Part of a data file
════

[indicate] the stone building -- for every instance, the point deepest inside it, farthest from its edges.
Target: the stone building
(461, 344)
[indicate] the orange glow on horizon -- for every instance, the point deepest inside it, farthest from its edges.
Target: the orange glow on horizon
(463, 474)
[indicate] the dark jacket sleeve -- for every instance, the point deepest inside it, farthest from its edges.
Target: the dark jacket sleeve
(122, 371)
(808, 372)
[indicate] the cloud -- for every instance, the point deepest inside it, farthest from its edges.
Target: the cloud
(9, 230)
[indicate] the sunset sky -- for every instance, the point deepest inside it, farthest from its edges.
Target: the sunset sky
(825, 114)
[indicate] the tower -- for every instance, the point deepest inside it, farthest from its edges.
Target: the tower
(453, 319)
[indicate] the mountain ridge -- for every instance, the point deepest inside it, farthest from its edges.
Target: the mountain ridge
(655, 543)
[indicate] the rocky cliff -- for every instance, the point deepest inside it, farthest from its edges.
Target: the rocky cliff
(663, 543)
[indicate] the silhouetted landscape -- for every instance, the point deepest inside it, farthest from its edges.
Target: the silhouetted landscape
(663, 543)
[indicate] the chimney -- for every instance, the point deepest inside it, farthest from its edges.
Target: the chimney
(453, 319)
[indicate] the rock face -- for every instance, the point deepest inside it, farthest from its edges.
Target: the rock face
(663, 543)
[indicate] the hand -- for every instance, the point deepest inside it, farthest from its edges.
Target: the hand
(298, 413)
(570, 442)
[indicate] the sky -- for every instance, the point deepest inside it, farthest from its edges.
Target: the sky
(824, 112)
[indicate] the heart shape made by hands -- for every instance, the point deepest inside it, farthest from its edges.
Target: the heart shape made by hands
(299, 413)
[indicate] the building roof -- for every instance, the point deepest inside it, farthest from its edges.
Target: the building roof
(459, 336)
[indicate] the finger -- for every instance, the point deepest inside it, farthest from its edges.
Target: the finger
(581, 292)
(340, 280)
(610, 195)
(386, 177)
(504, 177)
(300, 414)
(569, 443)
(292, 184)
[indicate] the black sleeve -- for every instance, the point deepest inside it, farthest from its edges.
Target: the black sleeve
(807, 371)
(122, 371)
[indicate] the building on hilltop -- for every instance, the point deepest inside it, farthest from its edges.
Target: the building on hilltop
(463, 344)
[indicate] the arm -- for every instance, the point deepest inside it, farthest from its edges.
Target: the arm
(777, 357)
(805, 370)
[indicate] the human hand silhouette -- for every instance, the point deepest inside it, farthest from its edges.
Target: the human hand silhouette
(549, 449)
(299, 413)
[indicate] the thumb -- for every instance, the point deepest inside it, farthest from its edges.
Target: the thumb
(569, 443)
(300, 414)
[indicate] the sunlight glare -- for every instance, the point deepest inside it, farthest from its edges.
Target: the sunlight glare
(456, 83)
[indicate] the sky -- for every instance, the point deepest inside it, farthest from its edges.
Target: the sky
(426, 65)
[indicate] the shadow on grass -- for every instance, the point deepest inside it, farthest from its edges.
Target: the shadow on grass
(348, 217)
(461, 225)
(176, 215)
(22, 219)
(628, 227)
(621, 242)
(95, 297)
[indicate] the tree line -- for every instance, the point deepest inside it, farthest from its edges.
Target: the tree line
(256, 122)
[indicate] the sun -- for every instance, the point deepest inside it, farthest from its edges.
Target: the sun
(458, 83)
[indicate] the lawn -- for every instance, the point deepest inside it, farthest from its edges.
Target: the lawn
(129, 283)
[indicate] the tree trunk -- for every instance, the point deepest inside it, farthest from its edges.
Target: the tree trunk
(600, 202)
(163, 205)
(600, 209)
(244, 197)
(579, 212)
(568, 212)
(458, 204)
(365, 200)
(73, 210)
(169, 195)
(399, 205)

════

▶ Directions: Return every line of the listing above, unchanged.

▶ Response to this exercise:
[indicate] the stone building -- for every instance, the point deepest inside it, farthest from its edges.
Target: the stone building
(461, 344)
[indicate] the orange glow on horizon -- for every instance, the point deepest inside it, farthest from its edges.
Target: the orange glow on horizon
(463, 474)
[indicate] the dark jacket sleeve -- for every instance, the point deepest inside it, farthest from its edges.
Target: the dark jacket sleeve
(122, 371)
(808, 372)
[indicate] the cloud -- for every instance, the point deepest inside it, farthest from its edges.
Target: the cloud
(9, 230)
[indicate] the sunset sky -- for every instance, the point deepest inside it, farthest from its edges.
Target: the sunset sky
(825, 114)
[indicate] the tower -- for every instance, the point deepest inside it, farthest from its edges.
Target: the tower
(453, 319)
[indicate] the mountain ridge -- for every instance, the point deepest inside it, farthest from its edges.
Target: the mountain ridge
(655, 543)
[indicate] the rocky cliff -- for every instance, the point deepest inside it, farthest from its edges.
Target: the rocky cliff
(663, 543)
[indicate] the silhouetted landscape -- for every instance, the point deepest inside it, farthest from its edges.
Target: the silhouetted landscape
(663, 543)
[indicate] the chimney -- for every instance, the point deepest inside it, farthest from its edges.
Target: the chimney
(453, 319)
[indicate] the rock face -- for every instance, the point deepest inside it, farthest from its edges.
Target: the rock face
(663, 543)
[indicate] the hand -- for every instance, the point deepest inside it, farthest from its edges.
Target: the hand
(298, 413)
(570, 442)
[indicate] the sky -- for every instance, the point deepest inside it, farthest from its edges.
Target: the sky
(824, 112)
[indicate] the heart shape made by hands -- for every instance, the point deepest inside it, farthest from its edges.
Target: the heart shape made by hands
(299, 413)
[indicate] the building roof -- for every instance, the point deepest inside it, farthest from its edges.
Target: the building roof
(459, 336)
[indicate] the finger -- for every instance, the point deepest inside it, farthest from its edges.
Target: the finger
(581, 292)
(340, 280)
(610, 195)
(386, 177)
(504, 177)
(300, 414)
(569, 443)
(292, 184)
[indicate] the black sleeve -- for every instance, the point deepest inside it, farthest from its edges.
Target: the black sleeve
(807, 371)
(122, 371)
[indicate] the building on hilltop -- for every instance, the point deepest inside it, farthest from its edges.
Target: the building on hilltop
(463, 344)
[indicate] the arm -- for every instance, the point deepest inside it, farthest from its edges.
Target: the arm
(777, 357)
(805, 370)
[indicate] the human hand silhouette -- for every instance, the point deepest inside it, farthest from its edges.
Target: the human hand silhouette
(549, 449)
(299, 413)
[indicate] the thumb -- for every instance, the point deepest inside it, farthest from its edges.
Target: the thumb
(569, 443)
(300, 414)
[indicate] the sunlight glare -- for every instance, the point deepest inside it, farthest from its edges.
Target: the sunlight glare
(456, 83)
[indicate] the sky -- for every instance, the point deepest inside it, farthest from its edges.
Target: the sky
(426, 65)
[indicate] the shadow on grass -- for every instance, the point deepest inside it, farthest from its edges.
Target: the shadow on grass
(348, 217)
(461, 225)
(176, 215)
(22, 219)
(628, 227)
(621, 242)
(95, 297)
[indicate] the tree line -- for every instance, the point deepest inside it, farthest from its edges.
Target: the tree line
(256, 122)
[indicate] the sun -- for every instance, the point deepest inside it, farthest from its edges.
Target: the sun
(458, 83)
[indicate] the lawn -- for every instance, the point deepest inside it, farthest from its edges.
Target: the lawn
(129, 283)
[indicate] the tree trunk -- for every instance, the point deepest inside it, farthest from its edges.
Target: the tree trunk
(600, 202)
(163, 205)
(600, 209)
(244, 197)
(579, 212)
(568, 212)
(458, 204)
(365, 200)
(73, 210)
(169, 195)
(399, 205)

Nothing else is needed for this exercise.